Find all lines in the records that include the word "marker", and copy them out.

Start of DATASET RECORDS

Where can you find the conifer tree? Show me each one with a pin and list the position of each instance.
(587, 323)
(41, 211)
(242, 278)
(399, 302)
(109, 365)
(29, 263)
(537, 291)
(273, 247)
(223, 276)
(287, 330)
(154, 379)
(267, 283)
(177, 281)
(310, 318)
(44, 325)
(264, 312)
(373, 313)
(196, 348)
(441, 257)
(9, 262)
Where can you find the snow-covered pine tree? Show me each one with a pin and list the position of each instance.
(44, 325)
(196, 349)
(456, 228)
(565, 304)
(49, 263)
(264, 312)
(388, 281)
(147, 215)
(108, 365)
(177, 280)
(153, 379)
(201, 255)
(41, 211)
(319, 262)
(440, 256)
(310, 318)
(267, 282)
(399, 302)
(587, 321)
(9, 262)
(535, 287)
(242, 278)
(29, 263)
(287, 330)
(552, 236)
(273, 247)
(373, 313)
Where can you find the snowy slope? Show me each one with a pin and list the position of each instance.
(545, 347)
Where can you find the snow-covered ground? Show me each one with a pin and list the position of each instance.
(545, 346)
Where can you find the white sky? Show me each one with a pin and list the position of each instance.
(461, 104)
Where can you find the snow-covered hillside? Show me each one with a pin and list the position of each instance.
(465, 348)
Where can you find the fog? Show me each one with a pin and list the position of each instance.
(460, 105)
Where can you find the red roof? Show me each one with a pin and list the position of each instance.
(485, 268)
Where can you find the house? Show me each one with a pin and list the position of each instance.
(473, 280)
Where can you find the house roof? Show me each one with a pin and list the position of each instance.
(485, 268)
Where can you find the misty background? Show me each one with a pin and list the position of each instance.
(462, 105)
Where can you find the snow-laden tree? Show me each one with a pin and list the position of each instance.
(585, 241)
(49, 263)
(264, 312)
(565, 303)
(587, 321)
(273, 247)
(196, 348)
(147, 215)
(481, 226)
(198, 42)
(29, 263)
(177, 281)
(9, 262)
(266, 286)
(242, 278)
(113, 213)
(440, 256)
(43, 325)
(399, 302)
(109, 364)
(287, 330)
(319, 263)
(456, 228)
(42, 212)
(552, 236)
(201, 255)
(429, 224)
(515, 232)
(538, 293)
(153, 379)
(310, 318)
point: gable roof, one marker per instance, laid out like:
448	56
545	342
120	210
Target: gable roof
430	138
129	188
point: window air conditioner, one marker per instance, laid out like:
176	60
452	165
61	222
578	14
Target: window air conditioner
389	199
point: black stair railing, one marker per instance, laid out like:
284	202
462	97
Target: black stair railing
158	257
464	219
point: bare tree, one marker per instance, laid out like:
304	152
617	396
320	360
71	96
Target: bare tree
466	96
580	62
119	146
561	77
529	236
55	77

End of DATASET RECORDS

*RESPONSE BELOW:*
point: gable roof, one marker per instance, laid out like:
point: window air conditioner, one marker per instance, laid out like:
point: black stair railing, one marker per instance, laid out like:
point: bare tree, one marker per instance, laid out like:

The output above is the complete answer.